───── Materials provided ─────
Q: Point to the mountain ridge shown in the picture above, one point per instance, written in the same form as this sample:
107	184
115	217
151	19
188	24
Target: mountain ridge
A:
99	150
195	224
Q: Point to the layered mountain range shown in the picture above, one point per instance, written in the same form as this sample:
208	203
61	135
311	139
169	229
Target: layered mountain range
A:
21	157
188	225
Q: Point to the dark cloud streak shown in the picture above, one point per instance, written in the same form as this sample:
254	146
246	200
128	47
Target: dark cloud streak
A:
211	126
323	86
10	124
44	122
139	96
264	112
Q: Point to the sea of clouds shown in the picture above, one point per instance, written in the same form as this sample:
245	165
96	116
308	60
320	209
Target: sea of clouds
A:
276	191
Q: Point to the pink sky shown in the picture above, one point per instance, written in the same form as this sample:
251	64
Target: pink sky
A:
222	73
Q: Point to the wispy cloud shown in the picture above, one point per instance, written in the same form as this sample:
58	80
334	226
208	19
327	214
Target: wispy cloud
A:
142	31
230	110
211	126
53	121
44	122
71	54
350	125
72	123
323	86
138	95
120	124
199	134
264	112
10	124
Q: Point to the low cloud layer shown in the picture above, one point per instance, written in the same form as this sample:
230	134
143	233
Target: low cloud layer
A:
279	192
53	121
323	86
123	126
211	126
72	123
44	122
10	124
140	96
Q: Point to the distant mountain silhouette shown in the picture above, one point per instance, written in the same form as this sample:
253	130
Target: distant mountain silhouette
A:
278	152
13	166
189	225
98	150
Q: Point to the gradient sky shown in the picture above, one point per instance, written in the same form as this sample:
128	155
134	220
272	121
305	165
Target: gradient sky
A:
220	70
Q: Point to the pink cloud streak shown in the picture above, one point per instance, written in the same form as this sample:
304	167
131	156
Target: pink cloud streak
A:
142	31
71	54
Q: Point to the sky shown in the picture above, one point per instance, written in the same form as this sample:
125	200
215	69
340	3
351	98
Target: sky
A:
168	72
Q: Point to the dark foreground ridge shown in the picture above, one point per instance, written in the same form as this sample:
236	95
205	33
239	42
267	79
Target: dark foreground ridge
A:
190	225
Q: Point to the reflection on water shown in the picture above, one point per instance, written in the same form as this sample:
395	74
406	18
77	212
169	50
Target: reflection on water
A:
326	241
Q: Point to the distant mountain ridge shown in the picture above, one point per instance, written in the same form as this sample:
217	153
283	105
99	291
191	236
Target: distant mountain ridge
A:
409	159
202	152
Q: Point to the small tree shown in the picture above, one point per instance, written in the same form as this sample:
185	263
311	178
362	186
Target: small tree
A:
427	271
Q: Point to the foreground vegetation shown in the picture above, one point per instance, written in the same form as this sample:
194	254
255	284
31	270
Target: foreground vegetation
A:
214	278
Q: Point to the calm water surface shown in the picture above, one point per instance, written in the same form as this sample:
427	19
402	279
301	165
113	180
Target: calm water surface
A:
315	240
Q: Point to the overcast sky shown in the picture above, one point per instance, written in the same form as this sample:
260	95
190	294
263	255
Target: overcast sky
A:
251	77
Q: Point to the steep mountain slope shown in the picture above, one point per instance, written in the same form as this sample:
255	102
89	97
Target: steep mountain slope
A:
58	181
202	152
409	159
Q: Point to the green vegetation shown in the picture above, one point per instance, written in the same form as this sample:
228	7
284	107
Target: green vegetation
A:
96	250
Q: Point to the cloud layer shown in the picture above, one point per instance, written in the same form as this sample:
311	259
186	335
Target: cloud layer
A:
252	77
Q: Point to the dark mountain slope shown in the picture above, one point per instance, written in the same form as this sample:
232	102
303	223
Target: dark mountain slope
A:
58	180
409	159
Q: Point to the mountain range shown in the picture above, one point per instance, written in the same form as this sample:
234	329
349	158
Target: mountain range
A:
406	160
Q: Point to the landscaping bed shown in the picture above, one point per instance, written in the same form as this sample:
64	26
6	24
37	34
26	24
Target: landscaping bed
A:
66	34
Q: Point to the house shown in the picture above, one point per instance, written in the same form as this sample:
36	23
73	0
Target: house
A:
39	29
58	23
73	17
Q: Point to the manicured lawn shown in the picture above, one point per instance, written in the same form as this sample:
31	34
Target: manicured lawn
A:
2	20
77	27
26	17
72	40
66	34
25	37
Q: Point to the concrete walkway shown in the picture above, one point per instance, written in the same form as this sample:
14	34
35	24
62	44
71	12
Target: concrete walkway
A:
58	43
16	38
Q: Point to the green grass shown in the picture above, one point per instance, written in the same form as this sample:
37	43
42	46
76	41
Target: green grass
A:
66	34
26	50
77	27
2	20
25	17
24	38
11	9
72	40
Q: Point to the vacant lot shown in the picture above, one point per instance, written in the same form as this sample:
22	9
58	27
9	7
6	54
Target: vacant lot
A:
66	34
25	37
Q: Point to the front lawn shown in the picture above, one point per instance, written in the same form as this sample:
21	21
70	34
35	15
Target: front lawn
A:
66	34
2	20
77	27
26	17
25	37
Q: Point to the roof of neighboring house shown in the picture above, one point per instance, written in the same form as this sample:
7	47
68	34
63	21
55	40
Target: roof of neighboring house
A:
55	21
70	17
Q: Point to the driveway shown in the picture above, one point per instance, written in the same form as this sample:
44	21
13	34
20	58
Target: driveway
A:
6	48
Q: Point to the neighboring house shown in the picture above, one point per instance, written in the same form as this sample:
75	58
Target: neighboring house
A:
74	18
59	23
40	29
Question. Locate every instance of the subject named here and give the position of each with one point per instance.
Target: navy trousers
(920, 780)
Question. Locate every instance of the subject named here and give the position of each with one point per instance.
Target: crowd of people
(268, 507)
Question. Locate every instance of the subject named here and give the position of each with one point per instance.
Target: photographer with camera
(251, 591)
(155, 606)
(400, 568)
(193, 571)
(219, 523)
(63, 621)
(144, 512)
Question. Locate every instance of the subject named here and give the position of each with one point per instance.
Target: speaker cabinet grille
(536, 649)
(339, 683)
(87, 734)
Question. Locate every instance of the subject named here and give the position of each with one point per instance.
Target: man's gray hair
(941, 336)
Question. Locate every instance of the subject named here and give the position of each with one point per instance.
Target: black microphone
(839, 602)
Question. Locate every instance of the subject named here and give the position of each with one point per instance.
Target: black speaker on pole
─────
__To do__:
Repeat all the entries word for word.

__Solved exercise__:
Q: Point to the mountain ridge shown in the picture above, one point per instance, written in the same form as this sample:
107	184
115	217
151	19
188	24
Target: mountain ridge
A:
99	150
195	224
Q: Point to the layered mountain range shown in the picture above, one point per instance, written in the same form as this sample:
208	203
61	135
311	139
169	229
Target: layered mountain range
A:
21	157
188	225
Q: Point to the dark cloud streak shown in the picture above, one point per instance, written in the same form as this sample:
254	146
246	200
128	47
Target: dark cloud streak
A:
211	126
323	86
10	124
44	122
139	96
264	112
Q: Point to the sea of clouds shown in the picture above, one point per instance, written in the same form as this sample:
245	165
96	116
308	60
320	209
Target: sea of clouds
A:
276	191
Q: Point to the pink sky shown in the picture above, one point per instance, written in the same form as this sample:
251	64
Target: pink sky
A:
222	73
Q: Point to the wispy cloud shown in the picture above, one point per instance, written in the same form as this sample:
58	80
334	226
208	19
327	214
Target: wispy cloud
A:
142	31
230	110
211	126
53	121
44	122
71	54
350	125
72	123
323	86
138	95
120	124
199	134
264	112
10	124
Q: Point to the low cloud layer shown in the picture above, one point per instance, written in the same form as this sample:
230	134
143	233
Target: low cloud layer
A:
279	192
53	121
323	86
123	126
211	126
72	123
44	122
10	124
140	96
Q: Point to the distant mountain silhouette shown in the picture above, one point per instance, written in the same form as this sample:
253	130
Target: distant mountain silhouette
A:
278	152
13	166
189	225
98	150
Q: Point to the gradient sky shown in the picture above, one point per instance, written in the same form as this sample:
128	155
134	220
272	121
305	165
Target: gradient sky
A:
220	70
Q: Point to the pink cloud streak shown in the picture above, one point per instance, written in the same form as this sample:
304	167
131	156
Target: pink cloud streak
A:
142	31
71	54
Q: Point to the sky shown in the picture above, one point per instance, written in the same form as this sample:
125	200
215	69
340	3
351	98
Target: sky
A:
168	72
Q: Point to the dark foreground ridge shown in the picture above, one point per instance, written in the same form as this sample:
236	95
205	33
239	42
267	79
Target: dark foreground ridge
A:
190	225
Q: Point to the reflection on water shown in the picture above, one point per instance, written in the same form as this sample:
395	74
406	18
77	212
169	50
Target: reflection on water
A:
326	241
Q: Point to the distant mountain ridge shown in the picture above, one point per instance, written in the same form as this sample:
217	153
283	105
99	291
191	236
Target: distant mountain ridge
A:
409	159
202	152
Q: Point to the small tree shown in the picture above, one point per instance, written in the same form as this sample:
185	263
311	178
362	186
Target: small tree
A:
427	271
Q: Point to the foreground vegetation shown in the picture above, one point per instance, written in the same form as this sample:
194	254
255	284
31	270
Target: foreground vegetation
A:
214	278
Q: Point to the calm water surface shown in the picture above, one point per instance, written in the same form as this sample:
427	19
402	279
301	165
113	180
Target: calm water surface
A:
315	240
Q: Point to the overcast sky shown in the picture above, one point per instance, written in the same form as this sample:
260	95
190	294
263	255
Target: overcast sky
A:
251	77
Q: Point to the steep mountain slope shown in the picture above, one point per instance, written in the same form as this sample:
255	102
89	97
Target: steep mountain slope
A:
58	181
202	152
409	159
Q: Point to the green vegetation shown in the picture above, one point per instance, written in the same form as this sample:
228	7
284	107
Target: green vegetation
A:
96	250
Q: Point to the cloud layer shown in the picture above, one point per instance, written in the same form as this sample:
311	259
186	335
Target: cloud layer
A:
252	77
Q: Point to the dark mountain slope shown in the picture above, one point per instance, written in the same form as this sample:
232	102
303	223
Target: dark mountain slope
A:
58	180
409	159
Q: Point to the mountain range shown in the picture above, one point per instance, written in the same form as this sample:
234	329
349	158
Target: mountain range
A:
406	160
Q: Point to the landscaping bed shown in the picture above, one point per instance, written in the same form as this sample:
64	26
6	24
37	34
26	24
Target: landscaping bed
A:
66	34
Q: Point to the house shown in the picture above, one point per instance, written in the same form as this sample:
36	23
73	0
Target: house
A:
39	29
58	23
73	17
Q: Point to the manicured lawn shown in the picture above, one point per instance, written in the same form as this sample:
31	34
Target: manicured lawn
A:
2	20
77	27
26	17
72	40
66	34
25	37
Q: Point to the concrete walkway shown in the picture above, one point per instance, written in the same form as this sample:
14	34
35	24
62	44
71	12
Target: concrete walkway
A:
58	43
16	38
Q: Point to the green grass shown in the picture above, one point per instance, written in the same form as this sample:
37	43
42	46
76	41
Target: green grass
A:
66	34
26	50
77	27
2	20
25	17
24	38
11	9
72	40
Q: Point to the vacant lot shown in the picture above, one point per instance, written in the same form as this sample:
22	9
58	27
9	7
6	54
Target: vacant lot
A:
66	34
25	37
Q: Point to the front lawn shown in the picture above, one point per instance, written in the same form as this sample:
21	21
70	34
35	15
Target: front lawn
A:
66	34
2	20
77	27
26	17
25	37
Q: Point to the roof of neighboring house shown in the picture above, one point per instance, written in the same form as this sample:
7	47
68	34
63	21
55	40
Target: roof of neighboring house
A:
55	21
70	17
Q: Point to the driveway shown in the picture above, one point per instance, written in the same form as this sample:
44	21
13	34
20	58
Target: driveway
A:
6	48
Q: Point to the neighboring house shown in the picture above, one point per instance, written in the same form as this sample:
75	58
Target: neighboring house
A:
74	18
59	23
40	29
Question. Locate every instance of the subject named here and give the position of each with one point per instance.
Target: navy trousers
(920, 780)
Question. Locate every instance of the subject named here and give the position of each with one point per instance.
Target: crowd of people
(268, 507)
Question. Locate every instance of the subject named here and give the position of each with one point per instance.
Target: photographer with camera
(251, 591)
(155, 606)
(400, 568)
(193, 571)
(219, 523)
(63, 621)
(144, 512)
Question. Locate every instance of the subject named here and give the position of each with one point per instance.
Target: speaker cabinet grille
(536, 649)
(339, 683)
(87, 734)
Question. Locate every instance of the subject named here and give the position of each with one point per instance.
Target: man's gray hair
(941, 336)
Question. Locate every instance of the subject named here and give the position of each with one point per instance.
Target: black microphone
(839, 602)
Question. Locate every instance of the subject named here and give the position of each with one point per instance.
Target: black speaker on pole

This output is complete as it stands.